GOAL OF THE EXERCISE: Nothing but the lines below between the line holding "like (29, 201)." and the line holding "like (2, 225).", inclusive, should appear in the answer, each set down exactly.
[Start of section]
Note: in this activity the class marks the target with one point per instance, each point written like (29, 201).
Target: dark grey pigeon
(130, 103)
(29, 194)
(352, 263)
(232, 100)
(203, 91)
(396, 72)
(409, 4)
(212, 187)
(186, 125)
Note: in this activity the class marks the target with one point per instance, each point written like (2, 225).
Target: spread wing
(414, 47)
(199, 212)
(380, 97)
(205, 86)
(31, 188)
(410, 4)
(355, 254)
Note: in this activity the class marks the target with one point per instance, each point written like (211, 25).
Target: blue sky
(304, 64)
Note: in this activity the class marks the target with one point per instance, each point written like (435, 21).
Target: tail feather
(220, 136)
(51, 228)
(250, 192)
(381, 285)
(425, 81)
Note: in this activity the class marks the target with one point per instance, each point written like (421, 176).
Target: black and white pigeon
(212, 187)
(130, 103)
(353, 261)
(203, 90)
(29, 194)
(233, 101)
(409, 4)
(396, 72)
[End of section]
[Start of section]
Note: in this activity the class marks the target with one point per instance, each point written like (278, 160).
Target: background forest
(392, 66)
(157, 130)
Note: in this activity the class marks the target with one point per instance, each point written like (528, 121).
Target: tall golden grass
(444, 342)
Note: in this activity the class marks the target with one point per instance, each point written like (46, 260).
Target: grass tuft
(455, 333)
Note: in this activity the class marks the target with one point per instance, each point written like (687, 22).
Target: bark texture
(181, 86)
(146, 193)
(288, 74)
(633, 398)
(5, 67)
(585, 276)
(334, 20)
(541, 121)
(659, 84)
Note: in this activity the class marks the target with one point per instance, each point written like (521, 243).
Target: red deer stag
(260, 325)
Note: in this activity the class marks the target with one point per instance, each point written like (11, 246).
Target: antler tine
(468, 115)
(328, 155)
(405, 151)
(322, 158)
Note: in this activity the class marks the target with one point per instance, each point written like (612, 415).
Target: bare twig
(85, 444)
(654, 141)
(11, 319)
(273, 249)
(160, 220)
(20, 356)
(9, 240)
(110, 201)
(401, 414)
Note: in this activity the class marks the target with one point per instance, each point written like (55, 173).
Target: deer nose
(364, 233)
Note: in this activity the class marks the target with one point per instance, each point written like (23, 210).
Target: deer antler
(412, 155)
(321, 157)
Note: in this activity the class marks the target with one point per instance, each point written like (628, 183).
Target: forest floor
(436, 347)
[End of section]
WRITTEN SOLUTION:
Note: in this activity the class marks the target with one point per instance, each point written like (29, 201).
Target: dark grey pigeon
(130, 103)
(29, 194)
(352, 263)
(232, 100)
(203, 91)
(396, 72)
(409, 4)
(212, 187)
(186, 125)
Note: in this activity the class marks the target with one point per instance, each point written like (2, 225).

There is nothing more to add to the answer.